What you will do →
Copy every line of the records below word for word, but omit the pictures.

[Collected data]
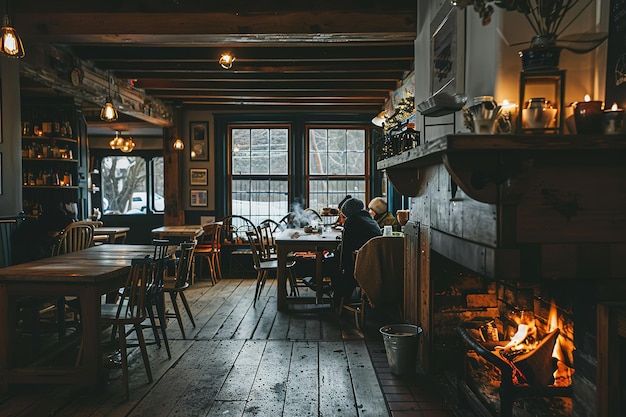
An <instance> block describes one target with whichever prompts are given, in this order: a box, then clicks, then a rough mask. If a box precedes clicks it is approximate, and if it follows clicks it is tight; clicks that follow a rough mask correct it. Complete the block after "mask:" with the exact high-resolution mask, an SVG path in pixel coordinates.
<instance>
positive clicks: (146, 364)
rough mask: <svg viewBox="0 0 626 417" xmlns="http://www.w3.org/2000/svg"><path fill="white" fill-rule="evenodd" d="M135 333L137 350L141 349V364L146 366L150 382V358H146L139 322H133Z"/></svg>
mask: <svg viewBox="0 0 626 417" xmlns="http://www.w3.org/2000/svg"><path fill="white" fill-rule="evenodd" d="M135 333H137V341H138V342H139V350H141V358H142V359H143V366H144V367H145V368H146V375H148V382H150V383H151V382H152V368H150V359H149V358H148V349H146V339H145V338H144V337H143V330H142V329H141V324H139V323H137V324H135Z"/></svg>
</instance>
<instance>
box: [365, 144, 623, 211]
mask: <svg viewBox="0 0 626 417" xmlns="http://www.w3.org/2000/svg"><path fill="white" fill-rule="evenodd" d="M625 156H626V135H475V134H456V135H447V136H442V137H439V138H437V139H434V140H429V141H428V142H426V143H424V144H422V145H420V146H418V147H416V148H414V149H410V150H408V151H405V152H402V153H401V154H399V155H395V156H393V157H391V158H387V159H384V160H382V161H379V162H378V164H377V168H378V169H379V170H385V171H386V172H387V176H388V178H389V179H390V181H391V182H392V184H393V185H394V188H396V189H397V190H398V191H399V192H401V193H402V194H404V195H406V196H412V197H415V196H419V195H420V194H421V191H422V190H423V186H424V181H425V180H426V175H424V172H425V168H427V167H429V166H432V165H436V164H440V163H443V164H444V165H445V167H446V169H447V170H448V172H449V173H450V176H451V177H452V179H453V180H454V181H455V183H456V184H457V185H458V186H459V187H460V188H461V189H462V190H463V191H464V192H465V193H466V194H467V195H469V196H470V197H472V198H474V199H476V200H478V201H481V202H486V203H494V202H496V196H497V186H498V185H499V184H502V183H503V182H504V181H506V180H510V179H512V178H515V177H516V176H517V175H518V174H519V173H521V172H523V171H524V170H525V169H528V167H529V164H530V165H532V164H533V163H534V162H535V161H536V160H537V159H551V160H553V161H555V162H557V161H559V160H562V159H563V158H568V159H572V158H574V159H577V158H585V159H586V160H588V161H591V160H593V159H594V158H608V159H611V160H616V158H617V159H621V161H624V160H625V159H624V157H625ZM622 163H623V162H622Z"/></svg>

Response →
An <instance> block describes one target with whichever prompts are given, in this order: a box, then clicks, then a rough mask. If a box precedes clicks it is approximate, and if it follows clicks it is tight; clicks that follow a rough mask correct it. Complete the block after "mask:" with the exact high-resolution mask, an SVG path in pixel coordinates.
<instance>
positive clicks: (146, 364)
rough mask: <svg viewBox="0 0 626 417" xmlns="http://www.w3.org/2000/svg"><path fill="white" fill-rule="evenodd" d="M135 333L137 350L141 349V364L146 366L150 382V358H146L139 322H133Z"/></svg>
mask: <svg viewBox="0 0 626 417" xmlns="http://www.w3.org/2000/svg"><path fill="white" fill-rule="evenodd" d="M135 333H137V341H138V342H139V350H141V358H142V359H143V366H144V367H145V368H146V375H148V382H150V383H151V382H152V368H150V359H149V358H148V349H146V339H145V338H144V337H143V330H142V329H141V324H139V323H137V324H135Z"/></svg>
</instance>
<instance>
box: [365, 144, 623, 211]
mask: <svg viewBox="0 0 626 417" xmlns="http://www.w3.org/2000/svg"><path fill="white" fill-rule="evenodd" d="M625 156H626V135H475V134H456V135H447V136H442V137H439V138H437V139H434V140H429V141H428V142H426V143H424V144H422V145H420V146H418V147H416V148H414V149H410V150H408V151H405V152H402V153H401V154H399V155H395V156H393V157H391V158H387V159H384V160H382V161H379V162H378V164H377V168H378V169H379V170H385V171H386V172H387V176H388V178H389V179H390V181H391V182H392V184H393V185H394V188H396V189H397V190H398V191H399V192H401V193H402V194H404V195H406V196H412V197H415V196H419V195H420V194H421V191H422V190H423V186H424V181H425V180H426V175H424V172H425V168H427V167H429V166H432V165H436V164H440V163H443V164H444V165H445V167H446V169H447V170H448V172H449V173H450V176H451V177H452V179H453V180H454V181H455V183H456V184H457V185H458V186H459V187H460V188H461V189H462V190H463V191H464V192H465V193H466V194H467V195H469V196H470V197H472V198H474V199H476V200H478V201H481V202H486V203H494V202H496V196H497V186H498V185H499V184H502V183H503V182H504V181H506V180H510V179H512V178H515V177H516V176H517V175H518V174H519V173H521V172H523V171H524V170H525V169H528V167H529V164H530V165H532V164H533V163H534V162H535V161H536V160H537V159H551V160H553V161H555V162H557V161H559V160H562V159H563V158H568V159H572V158H574V159H577V158H585V159H586V160H588V161H591V160H593V159H594V158H608V159H611V160H616V158H617V159H621V161H624V160H625V159H624V157H625ZM622 163H623V162H622Z"/></svg>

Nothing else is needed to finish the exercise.